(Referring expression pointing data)
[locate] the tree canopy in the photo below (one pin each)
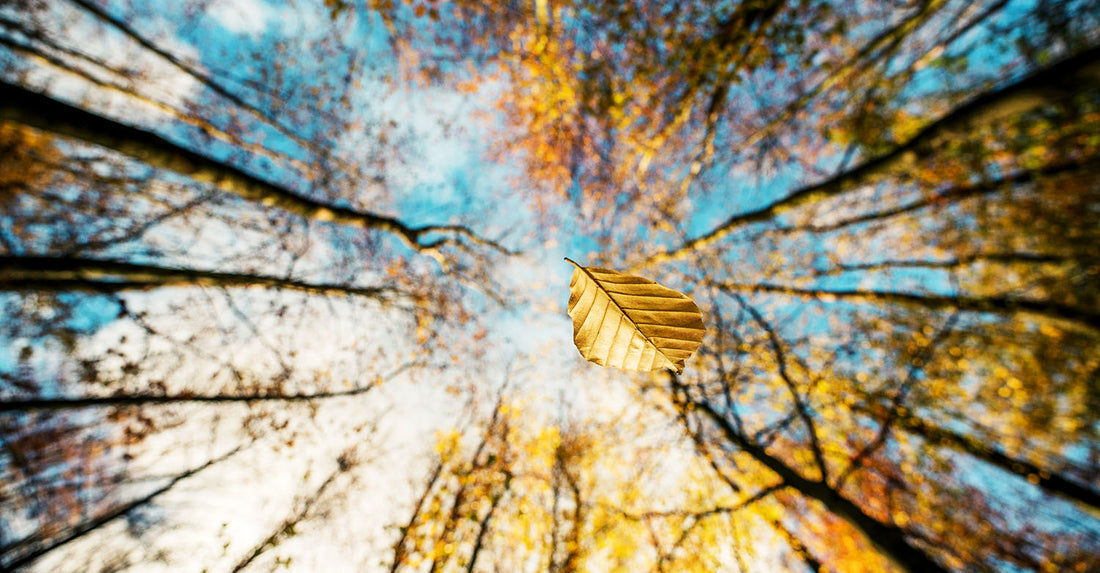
(281, 285)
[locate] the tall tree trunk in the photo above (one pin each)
(88, 527)
(887, 538)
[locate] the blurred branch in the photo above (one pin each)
(122, 400)
(971, 304)
(1074, 75)
(66, 274)
(88, 527)
(30, 108)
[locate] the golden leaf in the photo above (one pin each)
(631, 322)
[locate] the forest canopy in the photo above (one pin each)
(282, 285)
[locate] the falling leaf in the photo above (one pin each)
(631, 322)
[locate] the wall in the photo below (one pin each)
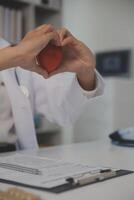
(104, 25)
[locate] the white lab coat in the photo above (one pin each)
(59, 98)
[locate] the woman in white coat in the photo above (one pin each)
(60, 98)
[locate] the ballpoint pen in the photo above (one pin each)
(91, 177)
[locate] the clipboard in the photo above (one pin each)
(69, 185)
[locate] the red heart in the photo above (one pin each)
(50, 57)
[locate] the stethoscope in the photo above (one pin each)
(23, 88)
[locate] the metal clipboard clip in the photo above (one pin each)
(90, 177)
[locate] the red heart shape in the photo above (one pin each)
(50, 57)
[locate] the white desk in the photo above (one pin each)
(93, 153)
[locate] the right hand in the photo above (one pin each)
(32, 44)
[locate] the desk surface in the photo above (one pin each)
(93, 153)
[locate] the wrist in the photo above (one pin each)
(86, 79)
(15, 56)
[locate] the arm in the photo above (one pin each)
(25, 52)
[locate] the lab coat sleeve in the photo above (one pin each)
(61, 99)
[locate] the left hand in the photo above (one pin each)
(78, 58)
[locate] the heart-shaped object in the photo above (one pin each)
(50, 57)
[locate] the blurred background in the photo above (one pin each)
(107, 27)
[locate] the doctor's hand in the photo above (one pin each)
(32, 44)
(78, 58)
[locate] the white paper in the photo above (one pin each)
(53, 172)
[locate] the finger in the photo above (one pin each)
(69, 41)
(58, 71)
(45, 28)
(63, 33)
(40, 70)
(49, 37)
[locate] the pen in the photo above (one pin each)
(90, 178)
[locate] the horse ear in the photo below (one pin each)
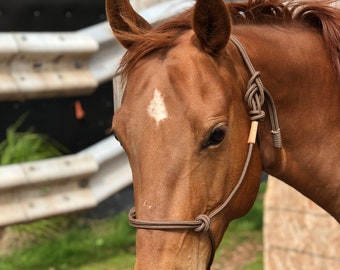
(212, 25)
(123, 19)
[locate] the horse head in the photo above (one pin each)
(184, 126)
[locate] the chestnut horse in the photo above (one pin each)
(184, 124)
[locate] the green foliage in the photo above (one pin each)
(83, 243)
(27, 146)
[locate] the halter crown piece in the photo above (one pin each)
(255, 97)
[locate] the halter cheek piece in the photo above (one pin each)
(255, 97)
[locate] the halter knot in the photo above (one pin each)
(255, 97)
(205, 223)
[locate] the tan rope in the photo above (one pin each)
(255, 98)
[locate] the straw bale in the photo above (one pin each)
(298, 234)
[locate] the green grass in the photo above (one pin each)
(109, 244)
(85, 243)
(22, 146)
(76, 243)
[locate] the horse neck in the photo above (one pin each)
(296, 69)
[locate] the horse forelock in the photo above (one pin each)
(314, 14)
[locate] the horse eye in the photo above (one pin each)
(216, 137)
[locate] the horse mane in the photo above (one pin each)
(318, 14)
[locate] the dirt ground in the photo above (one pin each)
(244, 254)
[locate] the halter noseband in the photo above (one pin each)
(255, 98)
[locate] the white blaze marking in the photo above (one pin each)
(156, 108)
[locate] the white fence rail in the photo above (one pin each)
(36, 65)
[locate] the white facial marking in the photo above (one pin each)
(156, 108)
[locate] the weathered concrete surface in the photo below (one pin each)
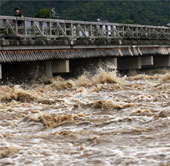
(0, 71)
(147, 60)
(162, 61)
(49, 72)
(61, 66)
(129, 63)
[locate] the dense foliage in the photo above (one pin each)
(122, 11)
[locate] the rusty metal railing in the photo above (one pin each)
(54, 28)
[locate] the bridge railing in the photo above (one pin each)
(54, 28)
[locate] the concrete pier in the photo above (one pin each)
(147, 61)
(49, 72)
(61, 66)
(0, 71)
(162, 61)
(129, 63)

What you are asked to do >> An exact copy of all the data above is required; omit any pictures.

Worked solution >>
[locate] the tree canopy in the photo below (one pin each)
(281, 285)
[locate] the tall tree trunk in the photo above (one pin each)
(88, 527)
(887, 538)
[locate] the blurred branch in the photo above (one pin each)
(122, 400)
(971, 304)
(1074, 75)
(66, 274)
(88, 527)
(30, 108)
[locate] the golden leaf in the photo above (one pin each)
(631, 322)
[locate] the forest canopy in the photo above (one pin each)
(282, 285)
[locate] the falling leaf in the photo above (one pin each)
(631, 322)
[locate] the wall in the photo below (one pin each)
(104, 25)
[locate] the white lab coat in the photo above (one pin each)
(59, 98)
[locate] the woman in white coat in the photo above (one pin each)
(60, 98)
[locate] the ballpoint pen in the photo above (one pin each)
(91, 177)
[locate] the clipboard in the photo above (one pin each)
(69, 185)
[locate] the red heart in the photo above (one pin each)
(50, 57)
[locate] the stethoscope in the photo above (one pin each)
(23, 88)
[locate] the metal clipboard clip in the photo above (one pin each)
(90, 177)
[locate] the red heart shape in the photo above (one pin each)
(50, 57)
[locate] the white desk in the photo above (one pin each)
(93, 153)
[locate] the right hand in the photo above (one pin each)
(32, 44)
[locate] the desk surface in the photo above (one pin each)
(93, 153)
[locate] the wrist in the photo above (one pin each)
(86, 79)
(15, 56)
[locate] the arm in the photo above (one pin each)
(25, 52)
[locate] the lab coat sleeve in the photo above (one pin each)
(61, 99)
[locate] the left hand in the photo above (one pin each)
(78, 58)
[locate] the heart-shaped object in the photo above (one pin each)
(50, 57)
[locate] the blurred background in the photo above (one pin each)
(107, 27)
[locate] the doctor's hand in the photo above (one pin each)
(32, 44)
(78, 58)
[locate] the white paper in the photo above (one pin each)
(53, 172)
[locate] the finger in the photo above (one pin each)
(69, 41)
(58, 71)
(45, 28)
(63, 33)
(40, 70)
(49, 37)
[locate] the pen in the photo above (one pin each)
(90, 178)
[locate] the horse ear in the photo below (one pin each)
(212, 25)
(123, 19)
[locate] the horse head in the photo above (one pin each)
(184, 126)
[locate] the chestnut horse in the photo above (one pin each)
(184, 124)
[locate] the green foliage in the photo above (one pin each)
(83, 243)
(27, 146)
[locate] the halter crown piece in the photo above (one pin each)
(255, 97)
[locate] the halter cheek piece in the photo above (one pin each)
(255, 97)
[locate] the halter knot in the photo above (one pin each)
(255, 97)
(205, 223)
[locate] the tan rope in the photo above (one pin each)
(255, 98)
[locate] the straw bale in the photo above (one pin each)
(298, 234)
[locate] the green grass in the photo above (one pin each)
(109, 244)
(85, 243)
(22, 146)
(76, 243)
[locate] the horse neck in the photo above (one pin each)
(296, 69)
[locate] the horse forelock in the photo above (one pin each)
(314, 14)
[locate] the horse eye in the photo above (one pin each)
(216, 137)
[locate] the horse mane in the photo above (one pin each)
(318, 14)
[locate] the dirt ground in the photo above (one pin each)
(244, 254)
[locate] the halter noseband in the photo above (one pin each)
(255, 98)
[locate] the white blaze marking in the photo above (one pin each)
(156, 108)
[locate] the white fence rail in the photo above (one pin each)
(36, 65)
[locate] the white facial marking in the photo above (one pin each)
(156, 108)
[locate] the weathered concrete surface in the photo below (one pin each)
(0, 71)
(147, 60)
(162, 61)
(49, 72)
(61, 66)
(129, 63)
[locate] the dense foliage in the photo above (one pin each)
(122, 11)
[locate] the rusty metal railing in the photo above (one pin each)
(54, 28)
[locate] the bridge railing in the photo above (one pin each)
(54, 28)
[locate] the concrete pier in the photo above (one pin each)
(147, 61)
(49, 72)
(61, 66)
(0, 71)
(162, 61)
(129, 63)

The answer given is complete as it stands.